◆ Brano
%%
Troppa plastica, dappertutto: cosa possiamo fare?

da | 19 Giu, 2024 | Green, Lifestyle

Un’emergenza ambientale che non può attendere: la plastica è ormai ovunque. Che cosa possiamo fare noi, da oggi?

Di Valter Musso

È presente nella nostra quotidianità, la plastica. È presente dappertutto. Trasporti, manifattura, intrattenimento, comunicazione, conservazione, agricoltura, pesca, artigianato, sport: non c’è ambito dell’agire umano in cui non sia adoperata. La plastica ha rivoluzionato il modo di produrre qualsiasi cosa. Per la sua resistenza, comodità, leggerezza e duttilità, ha generato una cultura dell’usa e getta, tanto che si potrebbe dire che la plastica ci sommerge. Ed ecco il rovescio della medaglia. La plastica è nel mare, nell’aria e nella terra. È entrata persino nella catena alimentare. Secondo l’Università di Newcastle ingeriamo ogni settimana l’equivalente di una carta di credito. Inconsapevolmente ci stiamo abituando a mangiare plastica e recenti studi hanno trovato residui anche nella placenta.

Nel mare ogni tre tonnellate di pesce ce n’è una di plastica

Le microplastiche si annidano in posti impensati dall’acqua al sale. L’inquinamento da plastica è un’emergenza ambientale urgente, frutto del non governo del limite e di una cattiva programmazione (o della ricerca esasperata del profitto a ogni costo): la produzione di oggetti in plastica usa e getta (le plastiche monouso costituiscono il 40% di tutte quelle prodotte ogni anno) sta soverchiando la nostra capacità di gestirla. Alcuni dati: da quando negli anni ‘50 si è iniziato a fabbricarla su larga scala, ne sono stati prodotti 9 miliardi di tonnellate, con un consumo che per noi occidentali è di 100 Kg pro capite all’anno. Se proseguiamo agli stessi ritmi di crescita nel 2050 arriveremo a quota 30 miliardi. Di questi solo il 9% è regolarmente riciclato. Otto milioni di tonnellate finiscono in mare ogni anno formando enormi isole galleggianti vaganti che con il passare del tempo si riducono in particelle e rientrano nel ciclo. Si stima che nel tratto di mare compreso tra la Corsica e l’isola d’Elba vi siano 10,42 Kg di materiale plastico per chilometro quadrato. Oggi ogni tre tonnellate di pesce ce n’è una di plastica. Per questo molte associazioni hanno chiesto l’abbandono della plastica monouso e Slow Food ha dedicato un punto nella Dichiarazione di Chengdu del 2017 che detta i fronti dell’impegno dell’associazione.
%%
◆ Dati forniti
%%
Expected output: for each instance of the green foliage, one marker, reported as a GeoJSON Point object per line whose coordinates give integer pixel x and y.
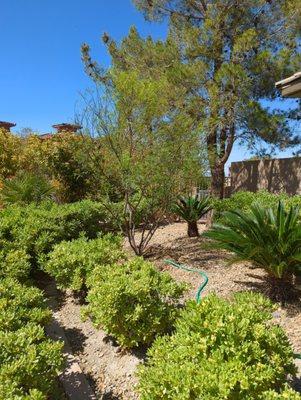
%%
◆ Cosa fare
Prosegui il brano sull'inquinamento da plastica partendo subito dopo la sua ultima frase.

◆ Risposta scritta
Il cambiamento non può aspettare

In attesa che la politica prenda coscienza di questa necessità (alcuni provvedimenti sono stati adottati, ma molto rimane da fare e in tempi rapidi) noi cittadini possiamo essere protagonisti con le nostre scelte. Non va dimenticato che la lobby più potente al mondo, ma anche la meno influente, è quella dei consumatori. Quindi il primo passo è quello di avere consapevolezza di questo ruolo. Con le nostre scelte influenziamo il modo di produrre un cibo e di distribuirlo e quindi di inquinare o no, di difendere la nostra salute e quella del pianeta (che poi sono ormai molto legate), di essere promotori di giustizia sociale. Dobbiamo dedicare un po’ di tempo alla conoscenza per imparare e consolidare le buone pratiche, poi si acquisisce un comportamento quasi spontaneo.

Attenzione alla confezione!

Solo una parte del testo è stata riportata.